Will you write out, word for word, the part of the data that opens with the line containing "Locate the woman's ear" and closes with the line containing "(1051, 180)", including both of those lines?
..........
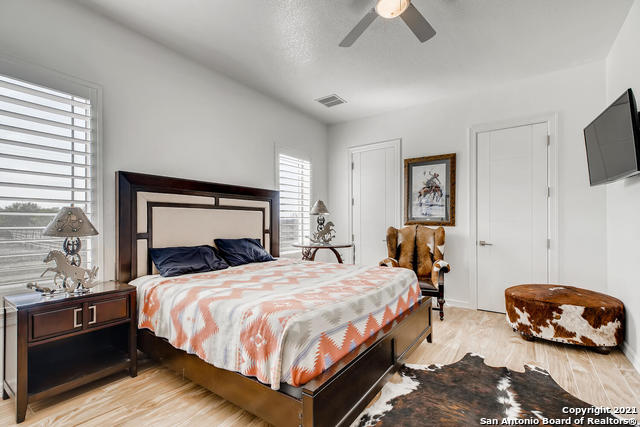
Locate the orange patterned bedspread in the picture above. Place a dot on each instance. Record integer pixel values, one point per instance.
(280, 321)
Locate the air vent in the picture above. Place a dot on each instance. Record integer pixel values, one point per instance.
(331, 100)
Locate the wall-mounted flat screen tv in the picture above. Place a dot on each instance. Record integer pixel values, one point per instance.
(613, 142)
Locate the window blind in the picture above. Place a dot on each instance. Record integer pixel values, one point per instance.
(47, 160)
(295, 201)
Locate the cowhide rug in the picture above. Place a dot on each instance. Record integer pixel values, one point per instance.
(469, 393)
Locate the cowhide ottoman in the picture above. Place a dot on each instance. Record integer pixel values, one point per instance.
(565, 314)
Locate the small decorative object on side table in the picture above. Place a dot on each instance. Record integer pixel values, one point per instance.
(324, 232)
(56, 343)
(309, 250)
(70, 223)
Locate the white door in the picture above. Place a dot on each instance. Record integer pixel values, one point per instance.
(375, 190)
(512, 211)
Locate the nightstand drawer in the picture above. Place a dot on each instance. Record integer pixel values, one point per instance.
(107, 311)
(56, 322)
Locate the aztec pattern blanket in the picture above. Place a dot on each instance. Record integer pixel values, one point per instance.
(279, 321)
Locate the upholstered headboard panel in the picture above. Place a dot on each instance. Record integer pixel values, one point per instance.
(156, 212)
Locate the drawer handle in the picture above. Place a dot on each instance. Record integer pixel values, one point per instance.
(76, 324)
(93, 314)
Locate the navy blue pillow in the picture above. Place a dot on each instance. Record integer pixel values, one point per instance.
(242, 251)
(186, 259)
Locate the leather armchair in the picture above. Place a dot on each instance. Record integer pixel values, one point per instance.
(420, 249)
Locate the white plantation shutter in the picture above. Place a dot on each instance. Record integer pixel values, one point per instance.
(295, 201)
(47, 160)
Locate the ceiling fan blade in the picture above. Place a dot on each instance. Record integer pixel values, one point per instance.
(417, 23)
(359, 28)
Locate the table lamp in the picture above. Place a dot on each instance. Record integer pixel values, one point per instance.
(72, 224)
(324, 232)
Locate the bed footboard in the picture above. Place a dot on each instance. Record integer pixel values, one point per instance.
(335, 398)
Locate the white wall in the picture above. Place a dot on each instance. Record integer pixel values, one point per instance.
(443, 127)
(623, 197)
(162, 114)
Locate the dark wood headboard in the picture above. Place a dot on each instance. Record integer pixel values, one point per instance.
(180, 194)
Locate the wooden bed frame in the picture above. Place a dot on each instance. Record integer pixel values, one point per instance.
(338, 395)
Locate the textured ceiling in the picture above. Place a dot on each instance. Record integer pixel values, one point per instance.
(288, 49)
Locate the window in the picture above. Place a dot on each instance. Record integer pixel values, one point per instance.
(295, 201)
(47, 160)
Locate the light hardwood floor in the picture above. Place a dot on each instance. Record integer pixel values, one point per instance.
(159, 397)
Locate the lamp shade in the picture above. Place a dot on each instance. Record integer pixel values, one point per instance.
(391, 8)
(70, 222)
(319, 208)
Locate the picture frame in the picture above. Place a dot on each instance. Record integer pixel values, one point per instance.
(430, 190)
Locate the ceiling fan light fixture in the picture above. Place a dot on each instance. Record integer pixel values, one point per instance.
(391, 8)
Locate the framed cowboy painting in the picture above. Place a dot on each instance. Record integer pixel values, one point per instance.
(430, 190)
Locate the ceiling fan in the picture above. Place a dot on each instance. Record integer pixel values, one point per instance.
(390, 9)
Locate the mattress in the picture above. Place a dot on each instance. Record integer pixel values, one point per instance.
(279, 321)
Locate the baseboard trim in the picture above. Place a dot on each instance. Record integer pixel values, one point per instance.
(456, 303)
(631, 354)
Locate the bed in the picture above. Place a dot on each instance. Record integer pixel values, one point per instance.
(340, 330)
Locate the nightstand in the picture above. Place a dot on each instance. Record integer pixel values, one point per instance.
(54, 344)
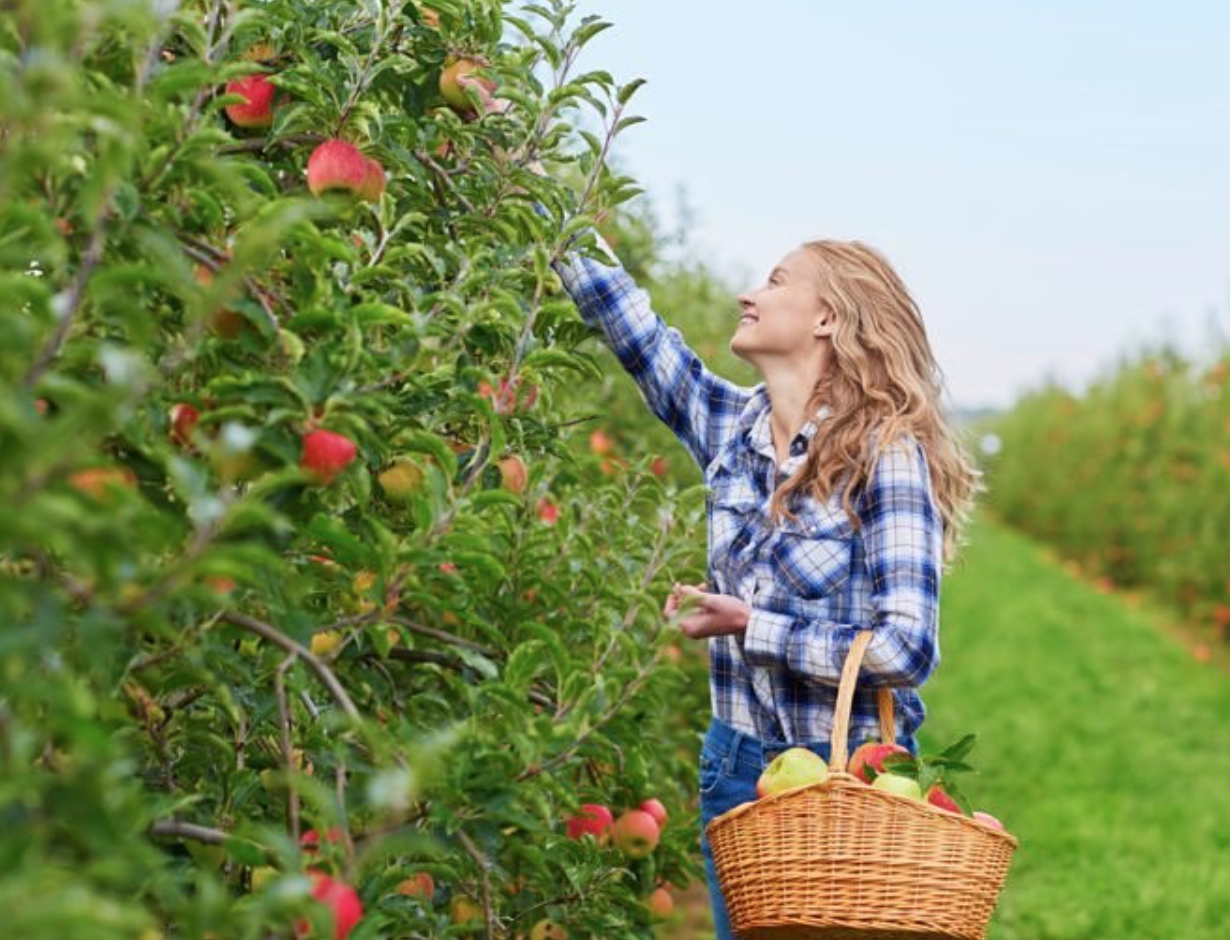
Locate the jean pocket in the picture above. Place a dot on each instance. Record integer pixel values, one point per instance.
(711, 769)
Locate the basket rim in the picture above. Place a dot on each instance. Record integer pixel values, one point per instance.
(840, 779)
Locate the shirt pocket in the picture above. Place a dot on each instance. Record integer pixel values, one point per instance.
(811, 556)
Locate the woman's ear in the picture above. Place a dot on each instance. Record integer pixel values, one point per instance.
(825, 320)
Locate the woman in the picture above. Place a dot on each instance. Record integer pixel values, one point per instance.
(838, 493)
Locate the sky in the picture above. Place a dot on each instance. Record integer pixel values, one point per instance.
(1051, 180)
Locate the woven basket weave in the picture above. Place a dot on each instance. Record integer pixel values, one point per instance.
(840, 860)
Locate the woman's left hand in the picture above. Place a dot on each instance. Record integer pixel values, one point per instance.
(710, 614)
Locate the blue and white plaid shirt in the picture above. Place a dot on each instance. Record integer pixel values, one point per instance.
(812, 583)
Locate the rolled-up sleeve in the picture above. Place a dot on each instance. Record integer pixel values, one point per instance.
(903, 537)
(675, 384)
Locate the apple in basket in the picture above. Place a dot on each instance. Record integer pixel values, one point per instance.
(898, 785)
(796, 767)
(872, 753)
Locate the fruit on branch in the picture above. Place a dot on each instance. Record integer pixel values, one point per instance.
(656, 810)
(636, 833)
(340, 165)
(183, 422)
(340, 898)
(401, 480)
(458, 74)
(595, 820)
(659, 903)
(513, 474)
(257, 110)
(326, 454)
(420, 885)
(97, 481)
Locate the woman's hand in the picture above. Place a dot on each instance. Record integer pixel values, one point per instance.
(707, 614)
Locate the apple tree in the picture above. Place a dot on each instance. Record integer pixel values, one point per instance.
(319, 615)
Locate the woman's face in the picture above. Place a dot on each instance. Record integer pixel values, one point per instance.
(781, 318)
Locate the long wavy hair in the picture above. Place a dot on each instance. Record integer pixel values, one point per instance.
(883, 383)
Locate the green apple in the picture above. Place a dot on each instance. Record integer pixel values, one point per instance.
(796, 767)
(898, 785)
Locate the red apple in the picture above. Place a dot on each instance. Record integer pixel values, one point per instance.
(340, 165)
(310, 839)
(936, 796)
(595, 820)
(656, 810)
(96, 481)
(512, 470)
(547, 930)
(464, 909)
(872, 753)
(257, 111)
(602, 443)
(659, 903)
(183, 421)
(326, 454)
(418, 886)
(547, 511)
(988, 820)
(340, 898)
(636, 833)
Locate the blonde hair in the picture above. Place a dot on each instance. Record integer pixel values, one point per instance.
(883, 383)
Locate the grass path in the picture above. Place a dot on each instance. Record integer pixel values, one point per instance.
(1102, 744)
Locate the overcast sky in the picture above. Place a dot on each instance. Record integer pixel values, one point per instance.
(1052, 180)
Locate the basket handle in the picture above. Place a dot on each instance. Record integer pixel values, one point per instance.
(845, 699)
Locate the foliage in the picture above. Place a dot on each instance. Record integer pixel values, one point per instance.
(209, 651)
(1130, 480)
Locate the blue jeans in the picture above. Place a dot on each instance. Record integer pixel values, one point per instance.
(730, 765)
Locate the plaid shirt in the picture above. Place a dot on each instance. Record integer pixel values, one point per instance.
(812, 583)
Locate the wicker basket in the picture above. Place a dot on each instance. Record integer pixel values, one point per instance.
(840, 860)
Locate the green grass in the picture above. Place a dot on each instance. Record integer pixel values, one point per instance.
(1102, 744)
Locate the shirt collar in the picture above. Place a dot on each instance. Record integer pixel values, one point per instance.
(754, 423)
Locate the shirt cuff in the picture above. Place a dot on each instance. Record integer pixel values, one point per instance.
(766, 640)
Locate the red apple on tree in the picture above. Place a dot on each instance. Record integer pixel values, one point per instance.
(97, 481)
(257, 111)
(326, 454)
(547, 511)
(183, 422)
(421, 885)
(595, 820)
(656, 810)
(513, 474)
(636, 833)
(602, 443)
(340, 165)
(547, 930)
(659, 903)
(340, 898)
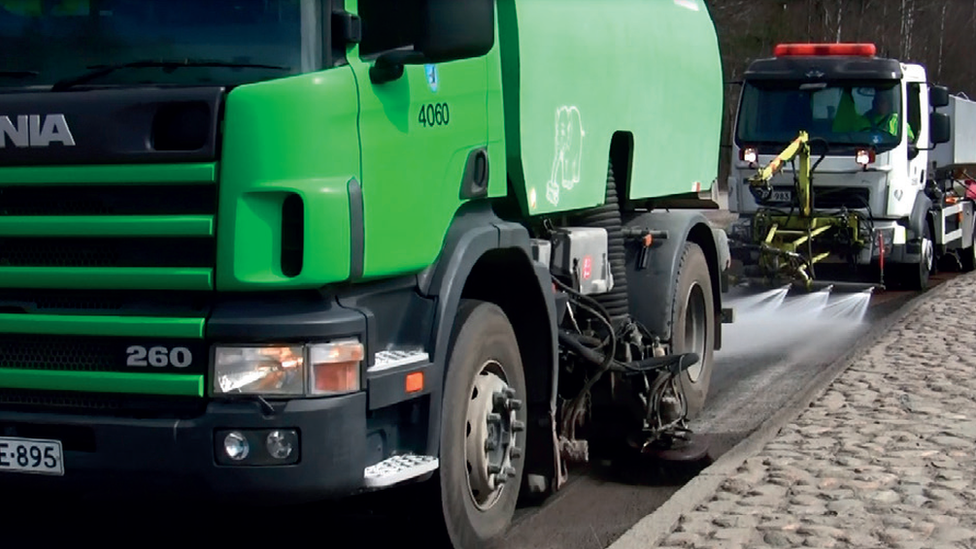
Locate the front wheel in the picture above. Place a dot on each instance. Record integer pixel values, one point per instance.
(917, 274)
(482, 427)
(693, 325)
(967, 256)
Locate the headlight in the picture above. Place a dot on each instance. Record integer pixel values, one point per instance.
(278, 370)
(333, 368)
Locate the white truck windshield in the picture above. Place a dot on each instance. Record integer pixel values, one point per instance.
(844, 114)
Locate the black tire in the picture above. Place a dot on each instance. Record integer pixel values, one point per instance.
(967, 256)
(693, 325)
(916, 276)
(483, 340)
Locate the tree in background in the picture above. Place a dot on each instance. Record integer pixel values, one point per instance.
(938, 34)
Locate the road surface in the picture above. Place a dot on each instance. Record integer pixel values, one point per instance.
(599, 504)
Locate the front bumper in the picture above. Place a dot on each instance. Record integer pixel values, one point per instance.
(109, 456)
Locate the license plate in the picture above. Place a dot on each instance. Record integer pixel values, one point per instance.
(24, 455)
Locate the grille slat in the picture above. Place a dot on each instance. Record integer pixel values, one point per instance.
(101, 243)
(101, 404)
(108, 200)
(107, 252)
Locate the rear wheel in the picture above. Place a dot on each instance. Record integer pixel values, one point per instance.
(967, 256)
(693, 315)
(482, 427)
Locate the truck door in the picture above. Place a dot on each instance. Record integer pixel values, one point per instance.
(417, 133)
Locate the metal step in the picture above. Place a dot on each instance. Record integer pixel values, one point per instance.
(397, 469)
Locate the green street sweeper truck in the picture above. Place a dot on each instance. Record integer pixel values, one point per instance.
(290, 250)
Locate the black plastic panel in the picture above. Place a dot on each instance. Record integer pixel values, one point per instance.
(132, 125)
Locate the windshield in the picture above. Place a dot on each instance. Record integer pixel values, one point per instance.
(48, 40)
(845, 114)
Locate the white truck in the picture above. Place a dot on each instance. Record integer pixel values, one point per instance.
(880, 171)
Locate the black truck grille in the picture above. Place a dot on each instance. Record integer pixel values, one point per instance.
(108, 200)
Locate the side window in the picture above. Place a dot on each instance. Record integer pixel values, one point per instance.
(387, 25)
(914, 108)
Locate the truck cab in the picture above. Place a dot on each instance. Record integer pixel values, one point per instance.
(872, 125)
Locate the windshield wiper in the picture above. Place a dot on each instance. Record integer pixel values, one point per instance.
(18, 74)
(104, 70)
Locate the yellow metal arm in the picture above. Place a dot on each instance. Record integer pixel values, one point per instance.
(799, 147)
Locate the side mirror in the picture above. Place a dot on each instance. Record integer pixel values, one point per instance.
(940, 128)
(447, 30)
(938, 96)
(913, 151)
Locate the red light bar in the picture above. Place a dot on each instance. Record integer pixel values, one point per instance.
(798, 50)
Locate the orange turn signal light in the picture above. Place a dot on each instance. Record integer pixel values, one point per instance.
(415, 382)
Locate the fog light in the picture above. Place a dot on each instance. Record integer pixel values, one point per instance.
(235, 446)
(279, 444)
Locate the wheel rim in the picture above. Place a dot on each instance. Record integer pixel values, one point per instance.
(491, 438)
(927, 255)
(695, 329)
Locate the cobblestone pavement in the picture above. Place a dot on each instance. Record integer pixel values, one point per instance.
(885, 457)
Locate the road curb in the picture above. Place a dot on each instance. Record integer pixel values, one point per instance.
(651, 530)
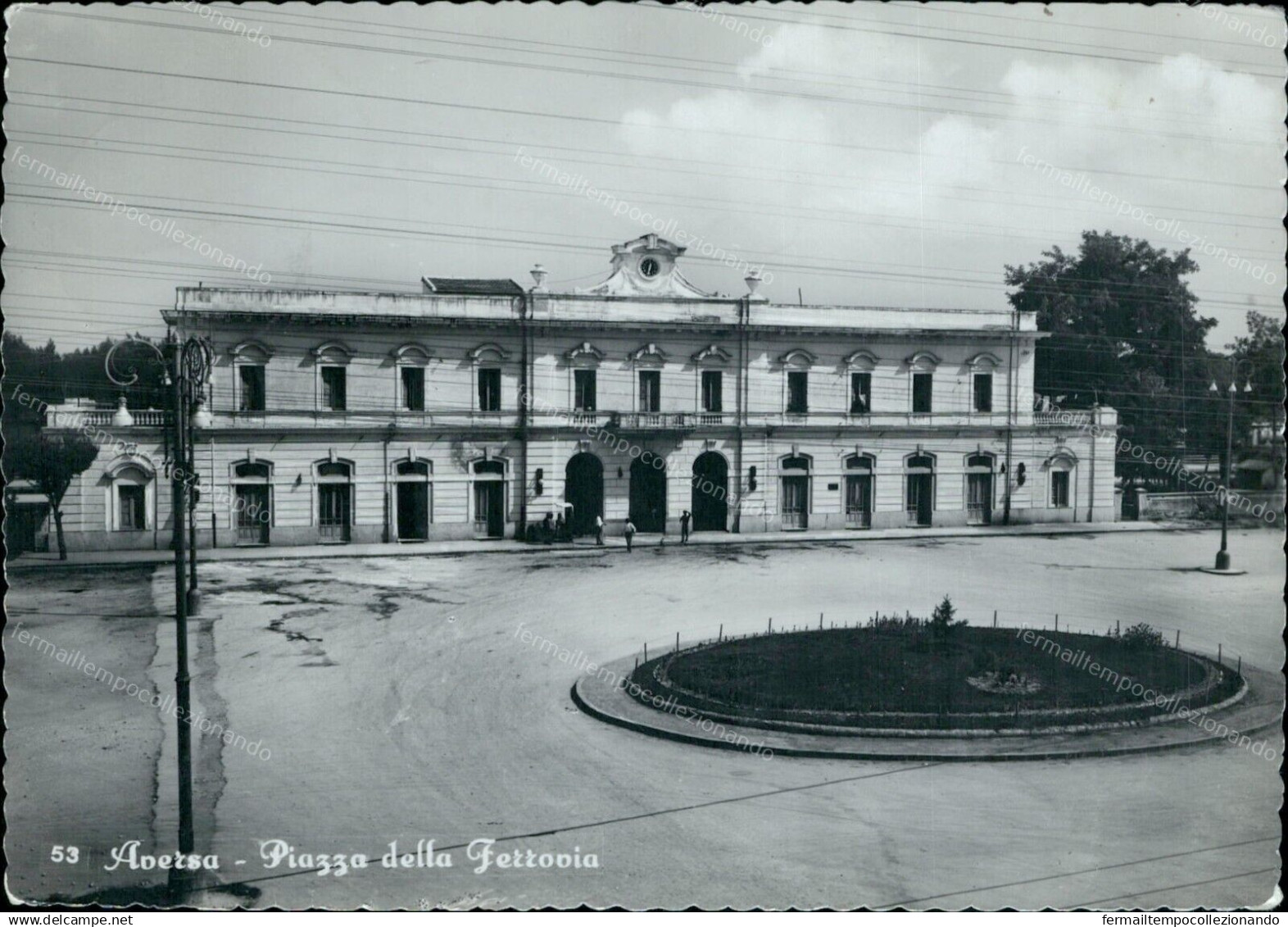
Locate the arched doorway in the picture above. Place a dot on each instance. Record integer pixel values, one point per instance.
(648, 495)
(979, 488)
(920, 488)
(858, 490)
(794, 493)
(335, 501)
(414, 499)
(488, 498)
(252, 502)
(710, 493)
(583, 490)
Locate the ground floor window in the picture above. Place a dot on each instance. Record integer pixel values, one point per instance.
(979, 488)
(252, 502)
(130, 499)
(414, 498)
(490, 498)
(920, 490)
(133, 502)
(335, 502)
(794, 493)
(1060, 488)
(858, 492)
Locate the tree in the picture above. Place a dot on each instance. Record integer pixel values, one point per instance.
(52, 461)
(1263, 350)
(941, 621)
(1125, 334)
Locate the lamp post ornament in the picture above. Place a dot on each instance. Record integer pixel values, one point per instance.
(1222, 556)
(186, 368)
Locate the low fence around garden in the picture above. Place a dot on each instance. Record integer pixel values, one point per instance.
(1263, 506)
(1068, 623)
(1180, 677)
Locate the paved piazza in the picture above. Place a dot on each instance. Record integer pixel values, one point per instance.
(398, 703)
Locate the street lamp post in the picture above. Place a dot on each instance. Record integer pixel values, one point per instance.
(186, 368)
(1222, 556)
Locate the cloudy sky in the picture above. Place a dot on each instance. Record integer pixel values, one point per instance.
(878, 155)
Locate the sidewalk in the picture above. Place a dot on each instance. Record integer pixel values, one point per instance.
(456, 548)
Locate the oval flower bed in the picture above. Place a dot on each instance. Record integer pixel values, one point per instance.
(909, 676)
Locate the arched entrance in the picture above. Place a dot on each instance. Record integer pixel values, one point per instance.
(710, 493)
(583, 488)
(920, 488)
(979, 488)
(648, 495)
(488, 498)
(794, 493)
(858, 490)
(414, 499)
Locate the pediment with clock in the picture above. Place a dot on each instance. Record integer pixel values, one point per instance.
(646, 267)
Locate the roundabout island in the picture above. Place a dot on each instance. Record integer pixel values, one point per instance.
(902, 688)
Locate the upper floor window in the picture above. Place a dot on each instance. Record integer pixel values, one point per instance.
(583, 389)
(250, 387)
(414, 389)
(713, 391)
(923, 391)
(333, 393)
(490, 389)
(797, 392)
(250, 364)
(410, 360)
(651, 391)
(860, 393)
(983, 392)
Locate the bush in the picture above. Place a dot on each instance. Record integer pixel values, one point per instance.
(1141, 637)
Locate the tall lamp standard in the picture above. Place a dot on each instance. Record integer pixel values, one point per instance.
(186, 366)
(1222, 556)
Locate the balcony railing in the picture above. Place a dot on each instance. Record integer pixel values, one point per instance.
(1076, 420)
(143, 418)
(660, 420)
(858, 519)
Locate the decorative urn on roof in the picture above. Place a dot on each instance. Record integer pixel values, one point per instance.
(646, 267)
..........
Worked solution
Locate the woman's ear in the picture above. Place a dot on each instance. Record integer pixel values, one point per instance.
(825, 320)
Locate the woman in the picture above. Place a dot on each instance. Record integer pixel values, one point per instance.
(838, 493)
Locate the sky in the picture above. Place a dot on each instance. Record integer pixel values, one point per instance.
(1051, 180)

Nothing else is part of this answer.